ACTION ITEM: In the material below, find the line with "the tree foliage" and the line with "of the peaked", then output those two lines and every line between them, exactly.

RECORDS PROVIDED:
══════════════════════════════

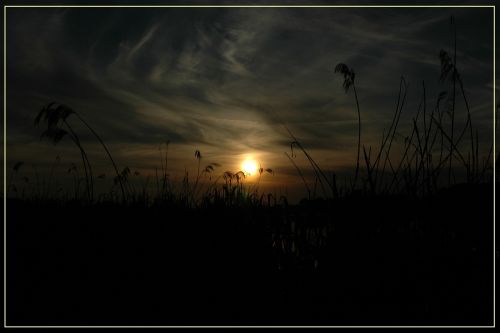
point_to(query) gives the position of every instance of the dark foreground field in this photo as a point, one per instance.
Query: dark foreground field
(354, 261)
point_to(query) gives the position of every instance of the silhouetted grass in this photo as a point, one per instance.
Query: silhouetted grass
(393, 247)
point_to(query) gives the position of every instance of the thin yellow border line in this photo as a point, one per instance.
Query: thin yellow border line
(244, 6)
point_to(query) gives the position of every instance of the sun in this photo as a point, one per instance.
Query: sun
(249, 167)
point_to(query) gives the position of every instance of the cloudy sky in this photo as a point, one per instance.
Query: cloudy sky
(226, 81)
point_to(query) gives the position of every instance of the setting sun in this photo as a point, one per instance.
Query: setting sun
(249, 167)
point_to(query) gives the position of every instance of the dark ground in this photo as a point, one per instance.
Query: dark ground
(355, 261)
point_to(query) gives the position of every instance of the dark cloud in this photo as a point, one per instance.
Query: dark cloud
(227, 80)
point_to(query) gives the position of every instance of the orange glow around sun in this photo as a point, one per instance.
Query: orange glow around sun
(249, 167)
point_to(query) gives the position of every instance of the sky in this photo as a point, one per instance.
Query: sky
(226, 82)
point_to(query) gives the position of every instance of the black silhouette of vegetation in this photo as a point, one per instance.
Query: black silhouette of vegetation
(398, 245)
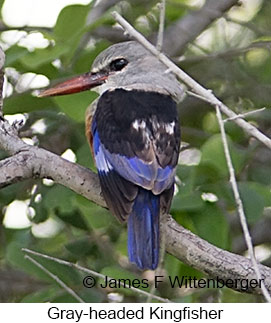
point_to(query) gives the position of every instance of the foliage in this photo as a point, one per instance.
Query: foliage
(233, 61)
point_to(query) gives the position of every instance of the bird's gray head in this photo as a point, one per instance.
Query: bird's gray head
(129, 65)
(126, 65)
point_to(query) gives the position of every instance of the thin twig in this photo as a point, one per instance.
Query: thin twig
(2, 62)
(160, 36)
(244, 115)
(191, 83)
(239, 204)
(92, 272)
(55, 278)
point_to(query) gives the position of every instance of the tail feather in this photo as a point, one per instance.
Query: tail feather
(143, 230)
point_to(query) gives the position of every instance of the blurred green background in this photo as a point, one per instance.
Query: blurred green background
(231, 57)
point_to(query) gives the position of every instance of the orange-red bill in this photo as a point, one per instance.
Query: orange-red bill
(77, 84)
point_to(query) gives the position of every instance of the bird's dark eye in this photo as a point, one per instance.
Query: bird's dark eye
(118, 64)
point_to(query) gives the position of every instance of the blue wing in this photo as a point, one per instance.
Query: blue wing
(149, 175)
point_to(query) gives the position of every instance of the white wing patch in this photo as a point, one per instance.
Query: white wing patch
(169, 127)
(139, 124)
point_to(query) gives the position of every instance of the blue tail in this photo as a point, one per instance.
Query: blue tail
(143, 230)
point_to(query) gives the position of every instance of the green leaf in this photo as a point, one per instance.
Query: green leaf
(213, 154)
(253, 201)
(59, 197)
(70, 20)
(41, 56)
(211, 225)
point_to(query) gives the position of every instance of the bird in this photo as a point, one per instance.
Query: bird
(134, 135)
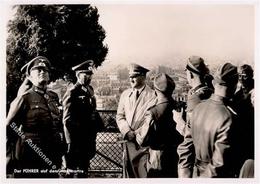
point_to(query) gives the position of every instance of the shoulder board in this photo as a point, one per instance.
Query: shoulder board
(231, 110)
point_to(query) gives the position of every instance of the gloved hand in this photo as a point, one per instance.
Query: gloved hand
(130, 135)
(68, 148)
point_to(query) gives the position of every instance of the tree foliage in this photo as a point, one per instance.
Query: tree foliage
(66, 34)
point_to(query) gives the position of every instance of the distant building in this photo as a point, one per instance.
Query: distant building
(113, 77)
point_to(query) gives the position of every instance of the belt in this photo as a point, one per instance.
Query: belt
(201, 163)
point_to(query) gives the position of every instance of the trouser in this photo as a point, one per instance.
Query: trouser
(247, 170)
(136, 161)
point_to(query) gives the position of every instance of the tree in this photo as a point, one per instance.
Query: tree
(66, 34)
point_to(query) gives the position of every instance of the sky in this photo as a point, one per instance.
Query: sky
(152, 34)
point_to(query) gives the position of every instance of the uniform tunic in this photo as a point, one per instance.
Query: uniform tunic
(160, 134)
(81, 124)
(130, 116)
(195, 96)
(36, 116)
(207, 152)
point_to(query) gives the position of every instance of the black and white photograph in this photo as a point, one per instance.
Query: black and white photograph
(129, 90)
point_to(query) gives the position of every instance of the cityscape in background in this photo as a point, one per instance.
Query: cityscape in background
(109, 84)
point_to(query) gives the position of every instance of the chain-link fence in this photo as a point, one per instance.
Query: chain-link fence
(108, 161)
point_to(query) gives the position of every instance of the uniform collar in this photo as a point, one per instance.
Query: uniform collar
(38, 90)
(220, 99)
(193, 90)
(139, 90)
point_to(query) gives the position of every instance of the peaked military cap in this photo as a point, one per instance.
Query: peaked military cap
(196, 65)
(247, 70)
(137, 70)
(86, 67)
(226, 74)
(164, 83)
(37, 62)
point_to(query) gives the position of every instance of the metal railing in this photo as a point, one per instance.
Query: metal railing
(108, 161)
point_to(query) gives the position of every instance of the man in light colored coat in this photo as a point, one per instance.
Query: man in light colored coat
(133, 104)
(212, 144)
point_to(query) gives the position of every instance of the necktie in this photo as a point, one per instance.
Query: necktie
(136, 95)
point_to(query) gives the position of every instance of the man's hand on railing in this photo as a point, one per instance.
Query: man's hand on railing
(130, 135)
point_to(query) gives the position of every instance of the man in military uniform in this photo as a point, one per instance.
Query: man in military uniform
(35, 116)
(210, 150)
(133, 104)
(201, 88)
(159, 131)
(81, 121)
(244, 107)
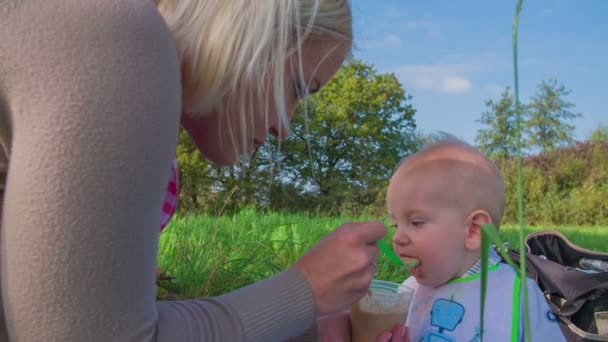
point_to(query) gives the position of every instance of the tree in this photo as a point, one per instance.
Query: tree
(600, 134)
(549, 112)
(498, 140)
(208, 188)
(349, 136)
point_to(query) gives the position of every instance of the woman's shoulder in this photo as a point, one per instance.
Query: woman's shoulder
(84, 24)
(44, 42)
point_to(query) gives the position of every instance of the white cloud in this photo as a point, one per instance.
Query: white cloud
(547, 12)
(388, 41)
(455, 85)
(433, 29)
(445, 78)
(494, 89)
(394, 12)
(392, 40)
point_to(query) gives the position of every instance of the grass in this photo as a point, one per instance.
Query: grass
(208, 256)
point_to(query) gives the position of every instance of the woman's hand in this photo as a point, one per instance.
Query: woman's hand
(341, 266)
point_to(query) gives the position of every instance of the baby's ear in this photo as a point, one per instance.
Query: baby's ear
(475, 220)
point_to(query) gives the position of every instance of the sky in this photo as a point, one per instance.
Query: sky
(452, 56)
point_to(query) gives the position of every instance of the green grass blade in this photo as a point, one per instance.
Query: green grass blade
(485, 251)
(520, 201)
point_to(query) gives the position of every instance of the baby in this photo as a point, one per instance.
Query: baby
(438, 199)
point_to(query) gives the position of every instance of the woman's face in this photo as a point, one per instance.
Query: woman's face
(211, 131)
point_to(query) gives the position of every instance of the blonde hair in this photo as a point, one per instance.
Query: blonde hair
(233, 52)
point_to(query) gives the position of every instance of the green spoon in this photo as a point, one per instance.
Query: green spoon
(388, 251)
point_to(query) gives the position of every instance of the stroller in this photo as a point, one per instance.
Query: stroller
(574, 281)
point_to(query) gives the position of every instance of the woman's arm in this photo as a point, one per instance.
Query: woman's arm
(93, 96)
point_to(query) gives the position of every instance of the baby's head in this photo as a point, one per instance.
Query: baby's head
(438, 199)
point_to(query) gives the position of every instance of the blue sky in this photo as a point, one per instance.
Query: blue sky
(453, 55)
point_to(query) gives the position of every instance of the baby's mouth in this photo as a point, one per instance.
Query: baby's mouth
(409, 262)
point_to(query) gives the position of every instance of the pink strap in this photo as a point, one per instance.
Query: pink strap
(170, 203)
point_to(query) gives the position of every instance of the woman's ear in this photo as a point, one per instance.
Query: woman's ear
(473, 234)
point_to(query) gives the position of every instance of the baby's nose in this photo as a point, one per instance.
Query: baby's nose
(400, 238)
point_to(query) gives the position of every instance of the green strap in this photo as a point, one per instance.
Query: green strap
(473, 277)
(515, 310)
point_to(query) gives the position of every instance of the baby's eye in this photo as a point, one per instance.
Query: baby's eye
(417, 223)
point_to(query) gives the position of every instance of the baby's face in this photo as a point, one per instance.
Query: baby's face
(430, 224)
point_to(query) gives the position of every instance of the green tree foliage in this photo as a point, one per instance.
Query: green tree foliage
(208, 188)
(568, 185)
(347, 139)
(498, 139)
(549, 114)
(600, 134)
(345, 142)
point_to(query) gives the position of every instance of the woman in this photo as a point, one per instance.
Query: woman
(92, 93)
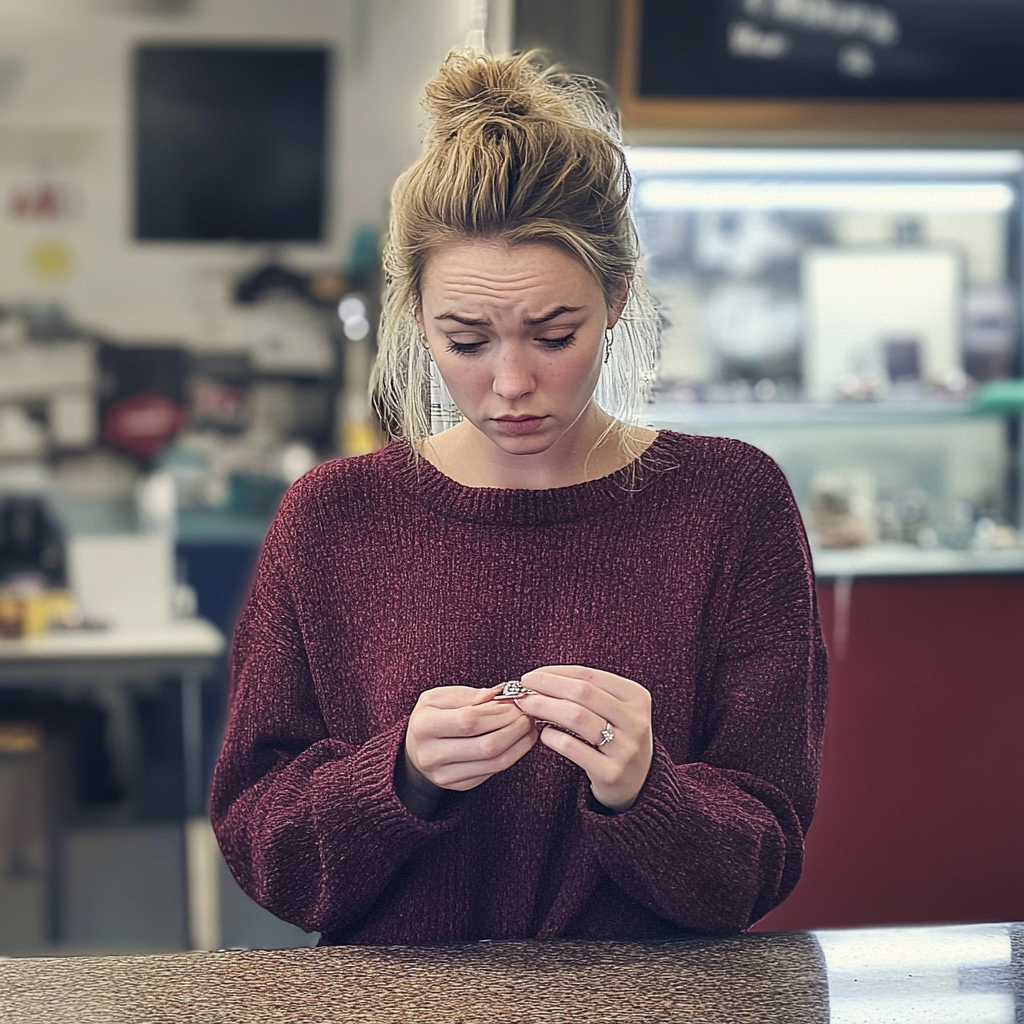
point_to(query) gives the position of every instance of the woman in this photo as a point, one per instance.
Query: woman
(650, 767)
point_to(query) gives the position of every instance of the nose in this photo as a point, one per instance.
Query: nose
(513, 375)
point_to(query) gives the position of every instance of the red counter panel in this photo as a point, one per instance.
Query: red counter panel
(921, 811)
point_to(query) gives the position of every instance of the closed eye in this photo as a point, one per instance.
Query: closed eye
(464, 347)
(555, 343)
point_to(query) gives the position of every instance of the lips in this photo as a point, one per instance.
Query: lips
(519, 424)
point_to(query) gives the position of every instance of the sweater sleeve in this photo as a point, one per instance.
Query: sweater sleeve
(714, 844)
(309, 824)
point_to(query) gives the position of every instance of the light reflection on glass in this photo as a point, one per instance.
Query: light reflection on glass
(919, 976)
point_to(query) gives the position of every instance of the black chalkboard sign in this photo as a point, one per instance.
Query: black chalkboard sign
(904, 49)
(887, 64)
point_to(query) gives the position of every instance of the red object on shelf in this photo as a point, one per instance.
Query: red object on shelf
(142, 424)
(921, 809)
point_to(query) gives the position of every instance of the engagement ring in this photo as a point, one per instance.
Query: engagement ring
(512, 689)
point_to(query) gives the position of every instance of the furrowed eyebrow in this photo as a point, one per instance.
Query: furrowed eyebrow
(530, 321)
(466, 321)
(534, 321)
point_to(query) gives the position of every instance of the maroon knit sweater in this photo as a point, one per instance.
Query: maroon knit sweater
(380, 579)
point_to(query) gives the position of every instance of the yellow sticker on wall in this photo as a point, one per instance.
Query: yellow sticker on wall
(50, 259)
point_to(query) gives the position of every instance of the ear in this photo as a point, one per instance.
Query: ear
(617, 304)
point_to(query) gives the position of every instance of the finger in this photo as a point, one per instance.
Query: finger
(567, 715)
(588, 758)
(608, 682)
(474, 720)
(460, 775)
(576, 692)
(434, 755)
(457, 696)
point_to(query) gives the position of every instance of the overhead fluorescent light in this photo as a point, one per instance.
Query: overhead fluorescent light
(650, 159)
(668, 194)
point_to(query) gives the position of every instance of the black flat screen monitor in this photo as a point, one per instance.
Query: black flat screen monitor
(230, 142)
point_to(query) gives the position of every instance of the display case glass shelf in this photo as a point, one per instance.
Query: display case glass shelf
(838, 309)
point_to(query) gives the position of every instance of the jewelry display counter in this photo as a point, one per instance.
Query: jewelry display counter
(972, 973)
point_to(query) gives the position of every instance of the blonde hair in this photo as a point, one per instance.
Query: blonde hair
(517, 152)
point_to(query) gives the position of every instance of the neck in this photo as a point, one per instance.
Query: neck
(588, 452)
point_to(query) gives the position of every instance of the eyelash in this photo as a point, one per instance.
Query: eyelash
(552, 344)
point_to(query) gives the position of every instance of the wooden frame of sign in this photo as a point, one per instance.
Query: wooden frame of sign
(795, 115)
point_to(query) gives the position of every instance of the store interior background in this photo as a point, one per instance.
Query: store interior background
(175, 388)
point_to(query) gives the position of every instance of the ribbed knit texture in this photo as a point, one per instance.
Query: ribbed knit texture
(381, 578)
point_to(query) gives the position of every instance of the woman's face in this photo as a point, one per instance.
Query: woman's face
(517, 333)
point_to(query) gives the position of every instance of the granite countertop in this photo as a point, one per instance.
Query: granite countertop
(958, 973)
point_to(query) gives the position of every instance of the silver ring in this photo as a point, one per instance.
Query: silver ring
(512, 689)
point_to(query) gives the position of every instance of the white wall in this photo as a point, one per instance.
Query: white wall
(66, 113)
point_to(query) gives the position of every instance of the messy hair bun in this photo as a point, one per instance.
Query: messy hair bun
(518, 151)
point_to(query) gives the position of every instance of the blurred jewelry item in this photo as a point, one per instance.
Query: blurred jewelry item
(512, 689)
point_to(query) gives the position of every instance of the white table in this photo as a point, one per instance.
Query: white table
(187, 649)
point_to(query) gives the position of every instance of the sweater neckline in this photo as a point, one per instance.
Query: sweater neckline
(522, 506)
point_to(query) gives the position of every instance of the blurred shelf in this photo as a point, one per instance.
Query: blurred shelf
(907, 559)
(220, 526)
(709, 416)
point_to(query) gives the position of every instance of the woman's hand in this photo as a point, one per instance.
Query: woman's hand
(593, 704)
(458, 737)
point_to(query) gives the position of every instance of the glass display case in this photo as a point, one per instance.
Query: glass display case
(839, 309)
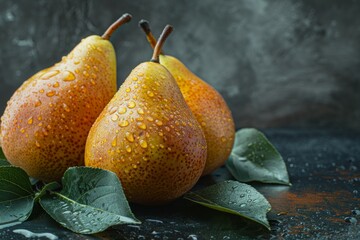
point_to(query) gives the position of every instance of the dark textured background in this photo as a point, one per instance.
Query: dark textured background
(277, 63)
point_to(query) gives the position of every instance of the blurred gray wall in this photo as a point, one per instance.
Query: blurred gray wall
(277, 63)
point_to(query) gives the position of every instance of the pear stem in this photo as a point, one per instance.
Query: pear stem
(157, 49)
(123, 19)
(145, 26)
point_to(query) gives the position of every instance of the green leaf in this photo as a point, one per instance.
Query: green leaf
(236, 198)
(48, 187)
(3, 162)
(254, 158)
(16, 195)
(2, 155)
(91, 201)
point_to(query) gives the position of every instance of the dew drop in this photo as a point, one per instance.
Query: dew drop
(150, 93)
(131, 104)
(50, 74)
(158, 122)
(30, 120)
(128, 149)
(143, 143)
(114, 117)
(66, 107)
(140, 111)
(114, 142)
(50, 93)
(129, 137)
(38, 103)
(112, 110)
(141, 125)
(122, 110)
(123, 123)
(70, 76)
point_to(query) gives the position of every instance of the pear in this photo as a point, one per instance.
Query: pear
(148, 136)
(208, 106)
(47, 120)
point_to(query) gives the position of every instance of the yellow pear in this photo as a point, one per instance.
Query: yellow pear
(47, 120)
(208, 106)
(148, 136)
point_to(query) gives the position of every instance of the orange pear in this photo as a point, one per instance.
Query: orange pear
(148, 136)
(208, 106)
(47, 120)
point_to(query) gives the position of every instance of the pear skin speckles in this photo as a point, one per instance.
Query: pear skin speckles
(50, 115)
(152, 157)
(210, 110)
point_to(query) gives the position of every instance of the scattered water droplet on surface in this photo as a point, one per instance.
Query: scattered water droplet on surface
(143, 143)
(50, 93)
(50, 74)
(114, 117)
(351, 220)
(123, 123)
(141, 125)
(128, 149)
(150, 93)
(114, 142)
(131, 104)
(70, 76)
(140, 111)
(158, 122)
(129, 137)
(122, 110)
(66, 107)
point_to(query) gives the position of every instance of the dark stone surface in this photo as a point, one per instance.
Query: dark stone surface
(322, 203)
(277, 63)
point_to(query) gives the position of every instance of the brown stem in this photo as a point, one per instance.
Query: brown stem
(145, 26)
(164, 35)
(123, 19)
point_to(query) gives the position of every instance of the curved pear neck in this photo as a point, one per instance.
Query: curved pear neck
(157, 49)
(145, 26)
(123, 19)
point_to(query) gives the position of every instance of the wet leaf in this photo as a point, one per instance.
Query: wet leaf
(48, 187)
(3, 162)
(235, 198)
(254, 158)
(16, 195)
(91, 201)
(2, 155)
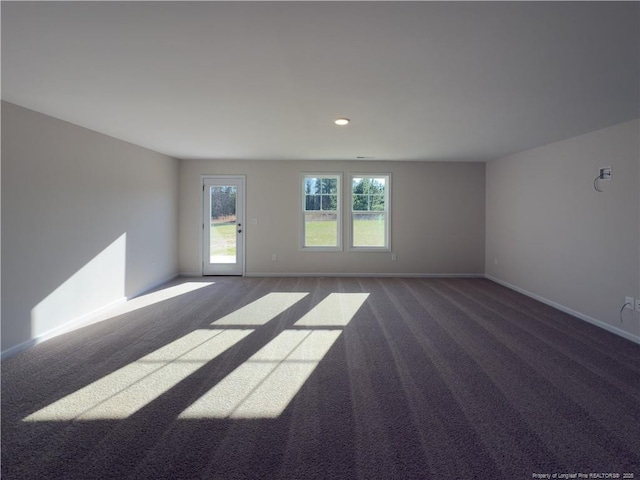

══════════════════════════════

SOLUTION:
point_to(query) gives the position of every instance of the tree foliage in this photo as a point, one per instance.
Query: tree foliage
(66, 34)
point_to(query) gives the position of every instance of the distant building in this photo as a point, one per instance.
Query: distant building
(113, 77)
point_to(query) gives the position of every instance of the belt in this photo as a point, one per instance.
Query: belt
(201, 163)
point_to(query) gives the position of every instance of the trouser in this photo as a point, one per instance.
Query: trouser
(247, 170)
(136, 161)
point_to(query) gives the position of every instance of the tree in this photo as a point, one per instance.
Query: tree
(66, 34)
point_to(query) gives the position of every instance of the sky in this photo as a point, one per instance.
Query: sky
(152, 34)
point_to(query) gives the position of every instance of the uniform tunic in this photo as a point, one per instance.
Query: uniform tunic
(160, 134)
(81, 124)
(130, 116)
(195, 96)
(36, 116)
(207, 152)
point_to(query) gives the position of every instance of the black and white photograph in this photo as a point, one per instance.
Query: black and white photograph
(129, 90)
point_to(query) gives the position of every instance of the cityscape in background in this photo as a point, one per instance.
Query: cityscape in background
(109, 84)
point_to(query) gives the position of every instance of the chain-link fence in this photo as a point, one per instance.
Query: chain-link fence
(108, 161)
point_to(query) gives the position of every instance of the uniform collar in this photo as a point, one per instance.
Query: uniform collar
(38, 90)
(220, 99)
(193, 90)
(139, 90)
point_to(query) gives the position of every instance of the peaked military cap in this photo as a point, one per instance.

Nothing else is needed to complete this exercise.